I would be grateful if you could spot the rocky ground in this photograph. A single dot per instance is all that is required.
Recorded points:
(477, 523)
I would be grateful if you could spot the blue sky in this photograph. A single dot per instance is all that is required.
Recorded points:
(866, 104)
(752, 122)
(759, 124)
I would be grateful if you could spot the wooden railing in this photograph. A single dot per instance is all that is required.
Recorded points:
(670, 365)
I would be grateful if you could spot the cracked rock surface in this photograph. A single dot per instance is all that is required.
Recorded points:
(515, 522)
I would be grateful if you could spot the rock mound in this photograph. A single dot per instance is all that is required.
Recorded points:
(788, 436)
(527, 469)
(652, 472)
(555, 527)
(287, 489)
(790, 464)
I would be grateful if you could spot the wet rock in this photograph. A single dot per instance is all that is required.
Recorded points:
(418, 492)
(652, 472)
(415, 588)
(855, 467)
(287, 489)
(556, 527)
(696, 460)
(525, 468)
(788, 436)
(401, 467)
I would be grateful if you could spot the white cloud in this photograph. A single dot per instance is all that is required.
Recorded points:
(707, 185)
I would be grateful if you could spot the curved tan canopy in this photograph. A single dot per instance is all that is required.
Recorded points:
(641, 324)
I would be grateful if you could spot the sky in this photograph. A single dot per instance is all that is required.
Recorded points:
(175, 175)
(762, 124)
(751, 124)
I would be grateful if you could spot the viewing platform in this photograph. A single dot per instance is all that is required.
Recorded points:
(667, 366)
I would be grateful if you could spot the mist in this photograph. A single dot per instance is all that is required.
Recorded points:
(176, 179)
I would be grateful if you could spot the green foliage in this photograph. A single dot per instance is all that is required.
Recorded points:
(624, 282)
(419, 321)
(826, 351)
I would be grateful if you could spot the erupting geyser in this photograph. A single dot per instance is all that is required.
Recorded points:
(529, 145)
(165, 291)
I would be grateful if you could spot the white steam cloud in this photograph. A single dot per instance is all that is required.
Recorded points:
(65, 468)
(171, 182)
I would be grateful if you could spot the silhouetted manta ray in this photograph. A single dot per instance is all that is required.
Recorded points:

_ACTIVITY_.
Keep only the lines from the line with "I would be grateful if you could spot the silhouetted" to the end of the records above, and repeat them exactly.

_OUTPUT OF THE TASK_.
I would be grateful if you could spot the silhouetted manta ray in this photograph. A single dot per instance is all that is required.
Recorded points:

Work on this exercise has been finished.